### PASSAGE FOR REVIEW
● ● ●
Second, and much closer to home, it came to light this past week that there is a proposal to allow "fly ash" from power plants in Aberdeen and Manchester Ohio to be dumped in the old landfills at the closed AEP site in Lawrenceburg along the river.
There are currently two landfills at the site that have fly ash in them and the new imported fly ash would be dumped in the existing ponds.
I have vocally supported the development of a new Port in Southeastern Indiana from the beginning and have attended many presentations on the issue. This plan to import fly ash was never publicly discussed at any of the presentations that I attended by the company that was contracted to clean up the old AEP site. St. Louis-based brownfield redeveloper Commercial Development Company, Inc. has been working to remediate and repurpose the 725-acre power plant property along the Ohio River since 2016.
When coal is burned, it leaves behind fly ash that is filled with contaminants such as arsenic, chromium and boron that can potentially leach into nearby groundwater and waterways. That ash is stored in massive pits, some of which are unlined and provide no barrier between the toxic waste and whatever else it may come into contact with. Indiana has a lot of these pits — roughly 85 of them, which is more than any other state.
In 2015, the Environmental Protection Agency finalized the Disposal of Coal Combustion Residuals from Electric Utilities rule. In plain English, that's basically new regulations for coal ash storage. The EPA leaves it up to the states to write a plan enforcing those rules. In Indiana, that job fell to the Department of Environmental Management, or IDEM.
The agency held a public hearing in 2016 on the state's proposed plans to deal with coal ash at Indiana's 84 storage ponds. Indiana received conditional approval for their plan. They intend to complete a process to revise their CCR regulations to be consistent with the federal minimum CCR requirements by December of 2018. In essence, the State is coming up with a plan as they go along with proposals like those for the Lawrenceburg site.
● ● ●
### EXCERPTED DATA

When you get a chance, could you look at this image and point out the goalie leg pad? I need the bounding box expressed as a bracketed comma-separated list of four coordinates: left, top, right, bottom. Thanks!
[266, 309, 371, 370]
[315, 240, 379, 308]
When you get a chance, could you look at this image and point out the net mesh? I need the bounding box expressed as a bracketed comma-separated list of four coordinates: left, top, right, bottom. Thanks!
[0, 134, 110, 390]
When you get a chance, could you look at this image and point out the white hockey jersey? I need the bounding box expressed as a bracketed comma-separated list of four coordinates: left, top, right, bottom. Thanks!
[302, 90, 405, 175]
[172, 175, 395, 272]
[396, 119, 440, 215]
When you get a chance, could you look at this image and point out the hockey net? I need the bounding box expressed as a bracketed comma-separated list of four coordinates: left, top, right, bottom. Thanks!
● ● ●
### WHAT THE EXERCISE ASKS
Please continue the passage about the proposal to dump fly ash at the closed AEP site in Lawrenceburg, picking up right after its final sentence.

### YOUR RESPONSE
The existing ponds at the AEP site have always required some type of remediation to be safe. A “cap in place” plan will probably seal the pits for eternity but there must also be a impenetrable barrier between the ash and the aquifers that adjoin the river. In 2014, a failure in an ash pit pond by Duke Energy caused a massive spill of coal ash wastewater into a 70-mile stretch of the Dan River in North Carolina. The toxic waste endangered people, fish and the river for decades to come.
The Indiana Department of Environmental Management will make a ruling soon on whether or not material can in from outside sites and be dumped in Lawrenceburg but the incident gives rise to the larger issue. Why are we in such a hurry to relax our nation's environmental regulations?
I like many others have been guilty of taking a clean Ohio River and other environmental gains for granted. We forget that these gains did not occur by chance but resulted from strong environmental regulations and holding polluters accountable if they violated the law.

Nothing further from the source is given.